■ Task details: Turn all the items below into one numbered list, skipping blank lines and leaving out the pictures.

■ Dataset records:
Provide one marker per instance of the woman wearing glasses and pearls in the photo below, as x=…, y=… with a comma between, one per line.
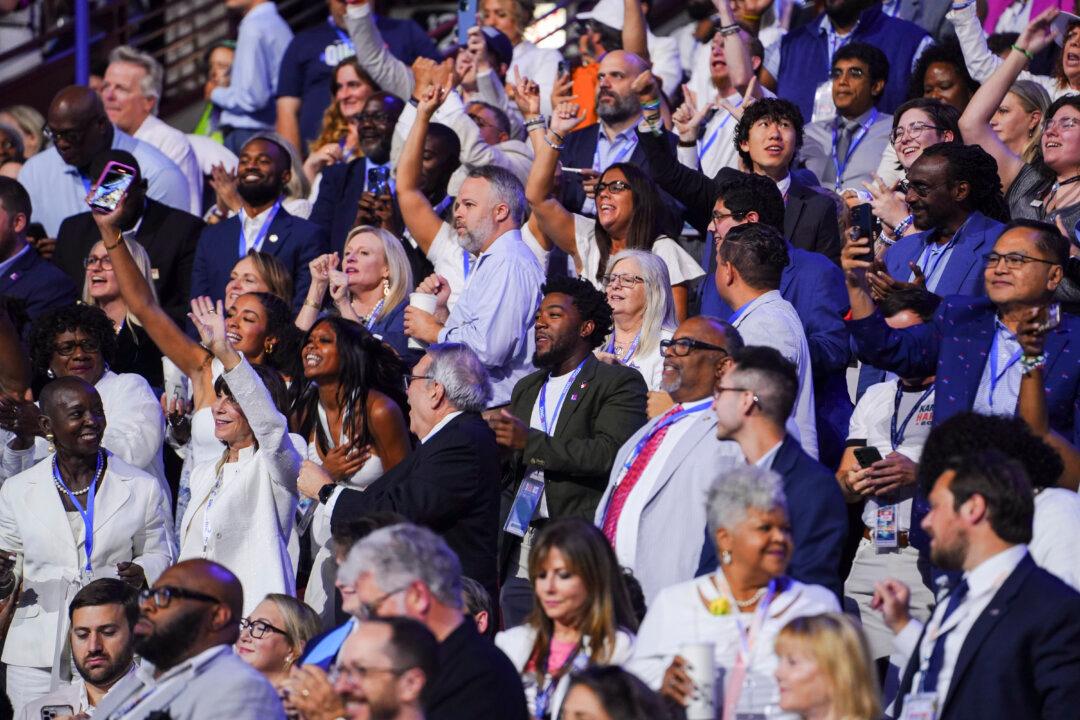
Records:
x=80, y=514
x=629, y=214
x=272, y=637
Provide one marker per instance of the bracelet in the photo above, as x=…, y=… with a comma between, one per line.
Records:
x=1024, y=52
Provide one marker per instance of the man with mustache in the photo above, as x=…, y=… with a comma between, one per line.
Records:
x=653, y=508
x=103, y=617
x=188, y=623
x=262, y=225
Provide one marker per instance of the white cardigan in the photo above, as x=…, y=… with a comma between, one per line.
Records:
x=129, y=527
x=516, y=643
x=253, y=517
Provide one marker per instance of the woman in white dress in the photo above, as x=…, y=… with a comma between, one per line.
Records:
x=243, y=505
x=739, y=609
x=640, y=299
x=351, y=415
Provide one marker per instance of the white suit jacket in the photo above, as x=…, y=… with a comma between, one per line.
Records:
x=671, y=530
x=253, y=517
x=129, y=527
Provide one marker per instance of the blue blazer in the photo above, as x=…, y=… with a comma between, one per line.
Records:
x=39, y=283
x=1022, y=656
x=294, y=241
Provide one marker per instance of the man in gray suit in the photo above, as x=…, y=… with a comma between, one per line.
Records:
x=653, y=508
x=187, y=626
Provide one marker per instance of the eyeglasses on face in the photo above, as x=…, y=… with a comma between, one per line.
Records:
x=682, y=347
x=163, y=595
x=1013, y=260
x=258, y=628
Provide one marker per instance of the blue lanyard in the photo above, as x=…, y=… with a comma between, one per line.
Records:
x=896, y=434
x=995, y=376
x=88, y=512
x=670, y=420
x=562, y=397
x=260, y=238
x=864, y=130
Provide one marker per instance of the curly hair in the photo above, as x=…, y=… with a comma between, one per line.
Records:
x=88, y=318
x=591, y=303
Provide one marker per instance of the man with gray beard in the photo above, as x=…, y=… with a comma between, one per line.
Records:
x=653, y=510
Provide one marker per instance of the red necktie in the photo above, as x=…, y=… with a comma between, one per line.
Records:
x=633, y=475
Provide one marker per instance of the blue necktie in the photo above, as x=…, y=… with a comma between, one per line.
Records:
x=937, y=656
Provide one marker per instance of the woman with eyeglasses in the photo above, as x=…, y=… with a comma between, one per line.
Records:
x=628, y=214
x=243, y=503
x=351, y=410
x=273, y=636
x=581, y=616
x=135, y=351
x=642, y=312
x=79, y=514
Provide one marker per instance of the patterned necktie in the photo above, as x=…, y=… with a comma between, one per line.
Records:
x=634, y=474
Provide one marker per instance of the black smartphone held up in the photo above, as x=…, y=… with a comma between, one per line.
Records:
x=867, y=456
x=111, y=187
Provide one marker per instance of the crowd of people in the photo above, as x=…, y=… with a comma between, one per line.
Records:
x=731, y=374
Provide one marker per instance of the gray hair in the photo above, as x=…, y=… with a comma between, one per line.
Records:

■ Written solution:
1. Provide one marker per instance of the woman wearing glasses and pearls in the photo below, as x=…, y=… with a comma between, one per line.
2. Records:
3. x=80, y=514
4. x=629, y=214
5. x=272, y=637
6. Provide one marker per instance of the bracelet in the photo above, as x=…, y=… with a comma between, one per line.
7. Records:
8. x=1024, y=52
9. Provide one marker per instance of the man with mustache in the photo above, as x=…, y=… with a comma between, one per line.
10. Records:
11. x=653, y=508
12. x=103, y=617
13. x=188, y=623
14. x=262, y=225
15. Provide one marker per instance of the white cardigan in the photo above, as x=…, y=… with a comma between, one per line.
16. Records:
17. x=129, y=527
18. x=516, y=643
19. x=253, y=517
20. Provide one marker per instance of the woman in white dress in the photo above, as x=…, y=… with a comma between, one per line.
21. Records:
22. x=243, y=505
23. x=739, y=609
24. x=640, y=299
25. x=351, y=415
26. Provide one marker per instance of the white suit jacket in the photo above, as x=…, y=… with a comma between, one per line.
27. Records:
28. x=671, y=530
29. x=253, y=517
30. x=129, y=527
31. Provide one marker per instance of the blue blazer in the photo above, as x=…, y=… with a comma between, one per line.
32. Records:
33. x=39, y=283
34. x=1022, y=656
35. x=294, y=241
36. Provide one marker per instance of the man in gray suit in the photo above, as x=…, y=… with a comma between, one per line.
37. Records:
38. x=653, y=508
39. x=187, y=626
40. Provide one marker per instance of the eyeglasses on face in the photo above, as x=…, y=… with a comma between, one per line.
41. Records:
42. x=682, y=347
43. x=163, y=595
44. x=1013, y=260
45. x=258, y=628
46. Provide one marker per instance of the blue lanyard in the photo above, as x=…, y=… with a comma between, one per line.
47. Records:
48. x=896, y=434
49. x=995, y=376
50. x=88, y=512
51. x=670, y=420
52. x=562, y=397
53. x=260, y=238
54. x=864, y=130
55. Provide one marker per instance of the curly hair in the photo above, as x=…, y=… with a comma between, one per line.
56. Records:
57. x=88, y=318
58. x=591, y=303
59. Provide one marker per instance of the man with gray beard in the photo above, as x=…, y=… with a comma between, one per line.
60. Records:
61. x=653, y=510
62. Provide one marker per instance of the red necktie in the photo above, as x=…, y=… with a comma between, one per line.
63. Records:
64. x=633, y=475
65. Provide one marker per instance of the blue necktie in the photo above, as x=…, y=… with a comma between, one per line.
66. Records:
67. x=937, y=656
68. Provide one marker per instance of the woman with eyeglasses in the photo above, as x=…, y=… with a comma between, one per line.
69. Records:
70. x=628, y=214
71. x=243, y=503
72. x=351, y=410
73. x=273, y=636
74. x=581, y=616
75. x=135, y=351
76. x=642, y=312
77. x=79, y=514
78. Provide one marker per instance of the patterned necktie in the photo above, as x=…, y=… with a comma between, one per line.
79. Records:
80. x=634, y=474
81. Provide one marker per instance of the black smartphone held up in the photo above, as x=…, y=… with a comma between, one per line.
82. Records:
83. x=867, y=456
84. x=111, y=187
85. Provide one marker per instance of the crowd of people in the photo above, as x=…, y=… with a comma between, one per line.
86. Records:
87. x=731, y=374
88. Provide one marker per instance of the gray hair in the photo above, as x=…, y=… with a comma between, one per line.
89. Records:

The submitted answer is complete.